● Work instructions
Count how many lines in the data below contain the string "trousers", treating uppercase and lowercase as different, and give only that number.

Items from a labeling collection:
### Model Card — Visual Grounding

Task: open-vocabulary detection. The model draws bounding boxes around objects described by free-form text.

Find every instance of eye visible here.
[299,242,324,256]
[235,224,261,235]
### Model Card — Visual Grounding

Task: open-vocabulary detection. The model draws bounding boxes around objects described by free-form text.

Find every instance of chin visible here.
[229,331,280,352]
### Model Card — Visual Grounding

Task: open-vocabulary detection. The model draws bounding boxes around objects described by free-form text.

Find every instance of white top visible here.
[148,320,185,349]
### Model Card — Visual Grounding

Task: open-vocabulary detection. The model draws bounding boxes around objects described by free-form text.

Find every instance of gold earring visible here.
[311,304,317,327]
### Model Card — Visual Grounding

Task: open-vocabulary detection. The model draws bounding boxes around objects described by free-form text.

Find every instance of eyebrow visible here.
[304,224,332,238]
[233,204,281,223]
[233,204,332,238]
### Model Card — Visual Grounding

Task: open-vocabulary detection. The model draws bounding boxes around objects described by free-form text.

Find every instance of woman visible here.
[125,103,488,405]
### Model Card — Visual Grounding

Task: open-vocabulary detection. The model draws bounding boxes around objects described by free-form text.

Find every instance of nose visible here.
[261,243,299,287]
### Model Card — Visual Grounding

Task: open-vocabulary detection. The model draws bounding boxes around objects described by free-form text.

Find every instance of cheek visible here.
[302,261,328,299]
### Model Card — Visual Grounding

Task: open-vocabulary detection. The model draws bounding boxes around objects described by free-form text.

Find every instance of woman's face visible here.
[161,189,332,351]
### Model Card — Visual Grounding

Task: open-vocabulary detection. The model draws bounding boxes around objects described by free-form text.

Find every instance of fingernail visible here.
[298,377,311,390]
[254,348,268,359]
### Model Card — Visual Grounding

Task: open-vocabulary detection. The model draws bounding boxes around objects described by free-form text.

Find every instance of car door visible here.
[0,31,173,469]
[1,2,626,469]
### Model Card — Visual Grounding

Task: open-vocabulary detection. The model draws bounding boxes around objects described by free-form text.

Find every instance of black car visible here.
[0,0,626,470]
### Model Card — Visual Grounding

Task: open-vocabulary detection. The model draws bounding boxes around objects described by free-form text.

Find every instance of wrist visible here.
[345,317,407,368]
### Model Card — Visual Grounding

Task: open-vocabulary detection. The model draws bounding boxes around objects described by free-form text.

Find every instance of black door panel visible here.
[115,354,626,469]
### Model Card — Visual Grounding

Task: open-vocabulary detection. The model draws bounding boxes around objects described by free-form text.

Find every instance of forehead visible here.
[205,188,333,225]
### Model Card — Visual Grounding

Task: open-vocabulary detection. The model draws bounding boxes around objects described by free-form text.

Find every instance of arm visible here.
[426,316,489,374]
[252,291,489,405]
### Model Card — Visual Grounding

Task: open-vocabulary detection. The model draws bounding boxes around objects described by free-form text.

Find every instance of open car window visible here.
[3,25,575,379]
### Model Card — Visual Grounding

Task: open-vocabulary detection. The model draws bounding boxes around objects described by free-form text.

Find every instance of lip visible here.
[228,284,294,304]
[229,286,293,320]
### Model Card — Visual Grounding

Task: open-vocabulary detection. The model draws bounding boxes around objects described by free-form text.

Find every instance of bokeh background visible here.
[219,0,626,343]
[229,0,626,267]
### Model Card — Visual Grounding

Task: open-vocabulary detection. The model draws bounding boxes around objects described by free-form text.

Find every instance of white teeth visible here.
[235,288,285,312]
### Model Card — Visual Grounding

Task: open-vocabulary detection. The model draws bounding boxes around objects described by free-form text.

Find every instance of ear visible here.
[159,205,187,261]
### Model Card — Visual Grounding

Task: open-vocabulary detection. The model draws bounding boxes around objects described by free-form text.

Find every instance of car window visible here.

--

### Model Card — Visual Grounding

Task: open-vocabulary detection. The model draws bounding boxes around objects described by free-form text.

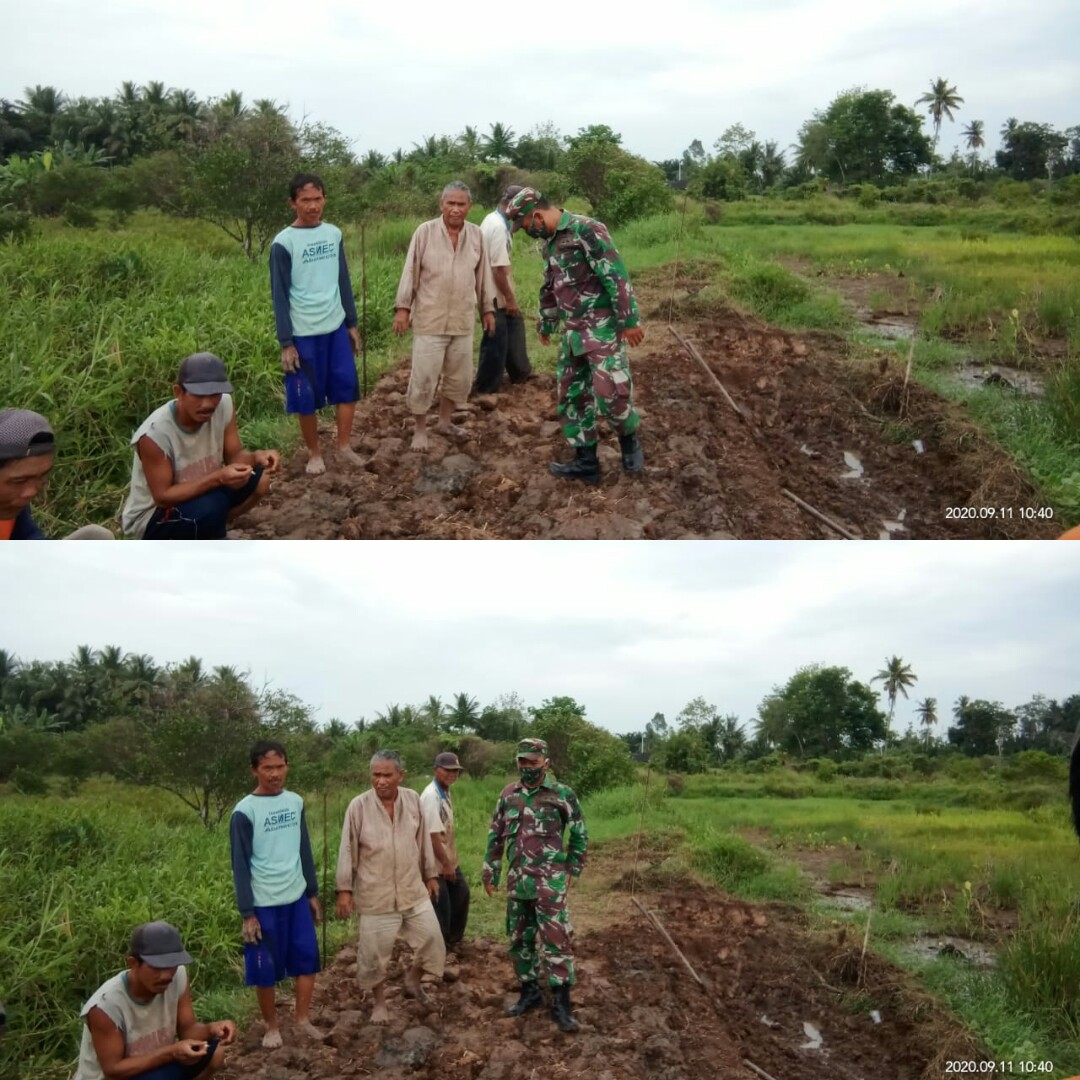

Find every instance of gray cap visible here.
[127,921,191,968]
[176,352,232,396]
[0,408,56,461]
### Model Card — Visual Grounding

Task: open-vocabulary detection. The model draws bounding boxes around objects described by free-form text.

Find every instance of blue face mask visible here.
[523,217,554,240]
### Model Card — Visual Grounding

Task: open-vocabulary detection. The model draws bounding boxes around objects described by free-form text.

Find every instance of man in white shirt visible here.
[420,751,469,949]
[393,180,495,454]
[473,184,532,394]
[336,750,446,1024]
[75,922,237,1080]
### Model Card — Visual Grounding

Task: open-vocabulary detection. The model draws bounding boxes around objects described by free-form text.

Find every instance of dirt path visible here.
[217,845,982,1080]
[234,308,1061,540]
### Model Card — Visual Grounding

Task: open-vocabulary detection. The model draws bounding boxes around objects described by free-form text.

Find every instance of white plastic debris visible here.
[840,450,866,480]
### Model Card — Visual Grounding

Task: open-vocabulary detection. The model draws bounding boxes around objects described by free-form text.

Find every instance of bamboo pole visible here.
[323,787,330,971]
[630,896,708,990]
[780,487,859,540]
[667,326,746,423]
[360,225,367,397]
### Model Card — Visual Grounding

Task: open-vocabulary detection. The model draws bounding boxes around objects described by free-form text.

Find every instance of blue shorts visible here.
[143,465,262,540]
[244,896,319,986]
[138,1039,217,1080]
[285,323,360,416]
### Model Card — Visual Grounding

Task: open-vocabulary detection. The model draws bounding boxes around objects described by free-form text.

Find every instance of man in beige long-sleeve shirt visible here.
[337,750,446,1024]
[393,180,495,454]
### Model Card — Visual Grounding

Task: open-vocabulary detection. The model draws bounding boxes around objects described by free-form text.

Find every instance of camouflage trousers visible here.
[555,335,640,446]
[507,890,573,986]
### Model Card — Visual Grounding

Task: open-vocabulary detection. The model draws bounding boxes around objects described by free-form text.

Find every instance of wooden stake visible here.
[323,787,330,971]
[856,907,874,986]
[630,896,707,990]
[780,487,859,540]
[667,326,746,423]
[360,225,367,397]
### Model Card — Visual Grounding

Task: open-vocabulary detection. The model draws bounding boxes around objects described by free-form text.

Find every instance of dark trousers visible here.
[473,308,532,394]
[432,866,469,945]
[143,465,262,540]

--

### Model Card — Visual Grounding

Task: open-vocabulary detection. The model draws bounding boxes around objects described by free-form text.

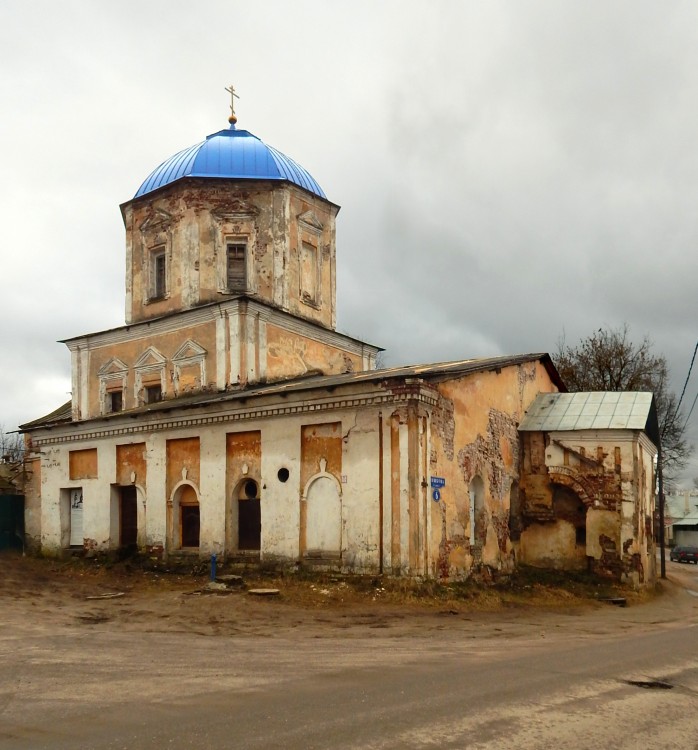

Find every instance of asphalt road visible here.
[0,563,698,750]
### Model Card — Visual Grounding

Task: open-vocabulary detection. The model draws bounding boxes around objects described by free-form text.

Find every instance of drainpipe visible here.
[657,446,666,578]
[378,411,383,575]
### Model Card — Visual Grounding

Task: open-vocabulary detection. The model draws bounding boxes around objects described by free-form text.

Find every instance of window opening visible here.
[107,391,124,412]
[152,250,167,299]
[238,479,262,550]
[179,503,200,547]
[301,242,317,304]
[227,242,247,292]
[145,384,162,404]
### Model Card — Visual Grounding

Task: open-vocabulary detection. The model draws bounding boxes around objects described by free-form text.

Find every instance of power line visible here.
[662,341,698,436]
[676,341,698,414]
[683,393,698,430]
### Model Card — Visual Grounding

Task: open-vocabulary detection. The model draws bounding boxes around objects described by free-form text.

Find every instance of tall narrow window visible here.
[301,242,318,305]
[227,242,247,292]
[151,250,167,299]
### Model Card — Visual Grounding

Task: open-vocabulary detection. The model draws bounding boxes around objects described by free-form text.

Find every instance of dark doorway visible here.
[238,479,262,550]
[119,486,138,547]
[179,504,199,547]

● Exercise solution
2